• Material for this task:
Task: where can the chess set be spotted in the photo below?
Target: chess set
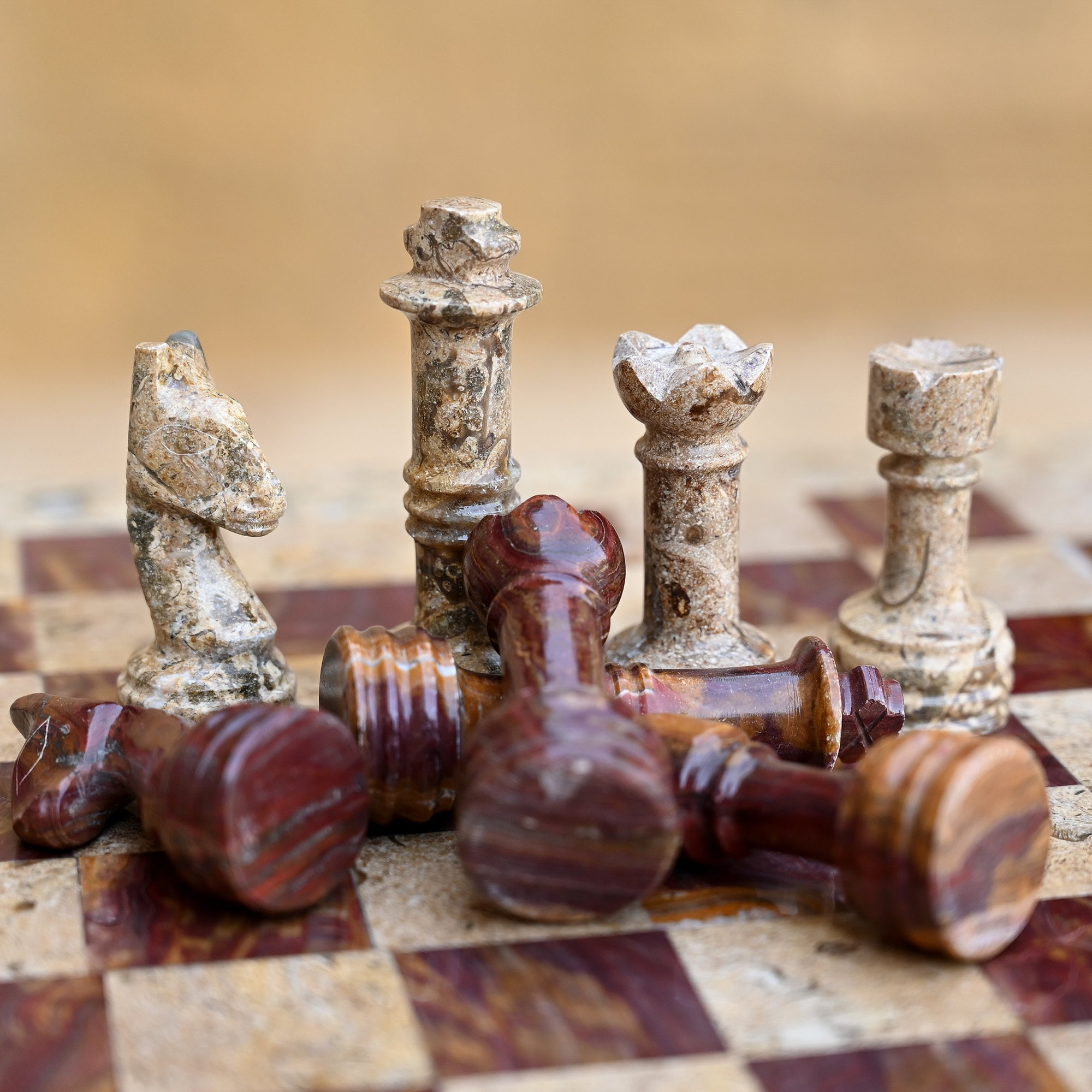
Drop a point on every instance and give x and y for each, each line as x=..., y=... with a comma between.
x=511, y=848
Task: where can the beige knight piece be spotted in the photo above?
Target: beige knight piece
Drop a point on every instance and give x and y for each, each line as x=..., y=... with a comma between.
x=195, y=467
x=933, y=406
x=461, y=300
x=692, y=397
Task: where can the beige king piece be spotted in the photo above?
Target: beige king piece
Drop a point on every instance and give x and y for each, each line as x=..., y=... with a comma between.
x=933, y=406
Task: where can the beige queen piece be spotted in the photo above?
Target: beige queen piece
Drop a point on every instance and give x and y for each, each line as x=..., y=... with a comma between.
x=933, y=405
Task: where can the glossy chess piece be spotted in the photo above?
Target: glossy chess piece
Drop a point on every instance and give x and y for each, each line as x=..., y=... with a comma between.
x=693, y=397
x=461, y=300
x=566, y=808
x=195, y=468
x=264, y=805
x=932, y=405
x=942, y=839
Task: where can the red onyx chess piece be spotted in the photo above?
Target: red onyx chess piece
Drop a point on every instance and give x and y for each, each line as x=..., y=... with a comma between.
x=461, y=300
x=264, y=805
x=942, y=839
x=411, y=707
x=693, y=398
x=566, y=808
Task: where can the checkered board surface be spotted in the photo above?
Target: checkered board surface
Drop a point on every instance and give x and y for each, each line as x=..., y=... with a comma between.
x=115, y=976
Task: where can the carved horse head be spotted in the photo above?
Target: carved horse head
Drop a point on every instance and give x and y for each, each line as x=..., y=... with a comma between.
x=191, y=447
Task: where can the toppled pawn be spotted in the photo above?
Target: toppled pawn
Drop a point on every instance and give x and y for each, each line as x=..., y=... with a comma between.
x=566, y=809
x=942, y=839
x=692, y=397
x=411, y=706
x=933, y=406
x=194, y=468
x=461, y=300
x=264, y=805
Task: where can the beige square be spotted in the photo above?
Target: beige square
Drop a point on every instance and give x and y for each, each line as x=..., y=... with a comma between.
x=1069, y=870
x=307, y=669
x=11, y=571
x=89, y=632
x=335, y=1023
x=1072, y=812
x=15, y=685
x=1069, y=1051
x=804, y=986
x=1063, y=721
x=41, y=921
x=417, y=896
x=701, y=1073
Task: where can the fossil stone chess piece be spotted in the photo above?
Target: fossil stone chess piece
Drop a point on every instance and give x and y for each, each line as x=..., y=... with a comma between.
x=933, y=406
x=194, y=468
x=566, y=808
x=265, y=805
x=692, y=397
x=461, y=300
x=942, y=840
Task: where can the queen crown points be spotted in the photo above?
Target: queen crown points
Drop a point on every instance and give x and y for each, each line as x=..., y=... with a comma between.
x=707, y=381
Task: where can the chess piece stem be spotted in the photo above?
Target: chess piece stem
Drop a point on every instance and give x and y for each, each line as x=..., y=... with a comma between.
x=195, y=467
x=692, y=397
x=264, y=805
x=412, y=706
x=942, y=840
x=461, y=300
x=566, y=809
x=933, y=406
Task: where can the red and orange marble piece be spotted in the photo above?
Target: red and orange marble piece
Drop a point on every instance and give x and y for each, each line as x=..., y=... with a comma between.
x=1057, y=774
x=79, y=564
x=1054, y=652
x=13, y=848
x=306, y=618
x=556, y=1003
x=999, y=1064
x=17, y=638
x=762, y=881
x=54, y=1037
x=778, y=592
x=138, y=912
x=863, y=520
x=1047, y=974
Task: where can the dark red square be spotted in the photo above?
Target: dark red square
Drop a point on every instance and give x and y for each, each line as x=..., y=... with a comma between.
x=798, y=591
x=862, y=521
x=54, y=1037
x=17, y=638
x=81, y=564
x=556, y=1003
x=1057, y=774
x=1000, y=1064
x=1053, y=652
x=138, y=912
x=307, y=618
x=1047, y=972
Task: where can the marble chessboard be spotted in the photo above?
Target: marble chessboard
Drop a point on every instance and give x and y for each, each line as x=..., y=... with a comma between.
x=115, y=976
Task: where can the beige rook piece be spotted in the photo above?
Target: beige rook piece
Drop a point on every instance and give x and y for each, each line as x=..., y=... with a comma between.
x=195, y=467
x=692, y=397
x=933, y=406
x=461, y=300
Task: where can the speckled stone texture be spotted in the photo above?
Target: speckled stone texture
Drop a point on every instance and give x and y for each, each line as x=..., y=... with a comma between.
x=932, y=405
x=692, y=396
x=461, y=300
x=195, y=467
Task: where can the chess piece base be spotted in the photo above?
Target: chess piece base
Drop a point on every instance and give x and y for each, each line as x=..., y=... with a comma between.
x=194, y=687
x=956, y=682
x=741, y=647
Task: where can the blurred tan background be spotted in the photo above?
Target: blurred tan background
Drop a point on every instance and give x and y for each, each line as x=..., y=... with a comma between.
x=823, y=174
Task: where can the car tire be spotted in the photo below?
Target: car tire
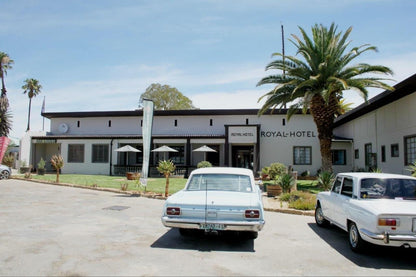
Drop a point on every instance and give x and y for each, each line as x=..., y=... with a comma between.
x=319, y=217
x=251, y=234
x=4, y=174
x=356, y=242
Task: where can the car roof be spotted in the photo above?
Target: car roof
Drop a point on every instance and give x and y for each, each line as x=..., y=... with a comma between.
x=361, y=175
x=223, y=170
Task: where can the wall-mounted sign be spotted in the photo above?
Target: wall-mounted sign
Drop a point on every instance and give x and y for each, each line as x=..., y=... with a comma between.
x=288, y=134
x=242, y=134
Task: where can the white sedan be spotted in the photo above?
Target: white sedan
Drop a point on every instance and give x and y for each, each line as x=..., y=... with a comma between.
x=372, y=207
x=217, y=199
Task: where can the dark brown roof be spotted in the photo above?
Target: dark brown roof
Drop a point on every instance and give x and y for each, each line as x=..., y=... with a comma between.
x=402, y=89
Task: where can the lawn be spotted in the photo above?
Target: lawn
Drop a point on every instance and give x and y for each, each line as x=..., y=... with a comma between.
x=156, y=185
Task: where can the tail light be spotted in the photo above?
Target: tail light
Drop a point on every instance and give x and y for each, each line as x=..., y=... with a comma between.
x=252, y=214
x=388, y=222
x=173, y=211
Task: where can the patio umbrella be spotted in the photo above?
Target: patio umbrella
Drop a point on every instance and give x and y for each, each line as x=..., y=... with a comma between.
x=204, y=149
x=127, y=148
x=164, y=149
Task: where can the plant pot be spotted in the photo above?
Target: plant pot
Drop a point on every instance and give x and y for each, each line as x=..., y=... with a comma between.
x=24, y=169
x=132, y=175
x=274, y=190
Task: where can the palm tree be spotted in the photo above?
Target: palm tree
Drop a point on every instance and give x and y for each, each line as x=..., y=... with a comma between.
x=5, y=116
x=32, y=88
x=317, y=82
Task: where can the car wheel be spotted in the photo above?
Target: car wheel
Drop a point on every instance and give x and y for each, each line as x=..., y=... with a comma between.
x=319, y=217
x=4, y=174
x=354, y=238
x=251, y=234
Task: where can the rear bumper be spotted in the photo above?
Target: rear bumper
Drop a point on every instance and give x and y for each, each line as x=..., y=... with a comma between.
x=389, y=239
x=254, y=226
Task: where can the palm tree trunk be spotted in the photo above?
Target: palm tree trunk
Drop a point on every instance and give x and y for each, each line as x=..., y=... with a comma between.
x=28, y=116
x=323, y=115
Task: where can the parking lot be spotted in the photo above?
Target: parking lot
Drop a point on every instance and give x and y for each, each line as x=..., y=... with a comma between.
x=57, y=230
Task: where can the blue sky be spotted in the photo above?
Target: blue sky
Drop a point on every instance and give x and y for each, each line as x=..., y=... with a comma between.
x=97, y=55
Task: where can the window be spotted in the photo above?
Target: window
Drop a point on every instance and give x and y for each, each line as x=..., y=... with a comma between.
x=339, y=157
x=367, y=152
x=383, y=153
x=347, y=187
x=356, y=154
x=75, y=153
x=394, y=150
x=302, y=155
x=99, y=153
x=178, y=157
x=337, y=185
x=409, y=149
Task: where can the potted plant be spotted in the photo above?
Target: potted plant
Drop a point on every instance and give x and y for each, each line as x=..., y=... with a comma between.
x=41, y=167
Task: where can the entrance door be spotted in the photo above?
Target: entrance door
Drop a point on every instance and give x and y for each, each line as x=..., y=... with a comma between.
x=243, y=156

• Exercise goal: Take the stretch of lines above from the one containing "Target: beige knight piece" through the one containing "Target: toppled pawn" and repeat it exactly, adding no other line.

• Answer box:
Target: beige knight piece
Drop a point on every instance and give x and y for each, each line as x=..., y=... with a comma between.
x=195, y=467
x=933, y=406
x=461, y=300
x=692, y=397
Task: where can the beige king piece be spotted in the photo above?
Target: beige king piece
Drop a point on every instance and give x and y for each, each line as x=..., y=... with a comma between.
x=933, y=406
Task: where can the beige queen piece be spotted in the photo above?
Target: beige queen piece
Drop a point on every instance and give x and y for each, each line as x=..., y=... with a comma between.
x=933, y=405
Task: where can the glossy chess piece be spotted in the photo above?
Target: glossy chess piece
Drop a point on every instance and give x and y for each, each line as x=..., y=... with a comma between.
x=693, y=397
x=461, y=300
x=566, y=808
x=195, y=468
x=264, y=805
x=932, y=405
x=942, y=839
Task: where can the red onyx chess piece be spotted in the photo above?
Target: red onyx chess piece
Drop a point on every instance and give x and y for each, each line as x=..., y=... with a comma between.
x=461, y=300
x=264, y=805
x=942, y=839
x=411, y=707
x=693, y=398
x=566, y=808
Task: where can the checkered board surface be spotted in the photo above?
Target: checkered board surface
Drop a point on every instance and give x and y for each, each line as x=..., y=... with a comma between.
x=115, y=976
Task: where can the carved horse head be spotted in the photo above?
Target: carved horse head
Drop a point on every instance and give x and y for each, each line as x=..., y=... with a comma between.
x=191, y=447
Task: where can the toppled pawn be spotted in the photo above?
Target: toppled pawn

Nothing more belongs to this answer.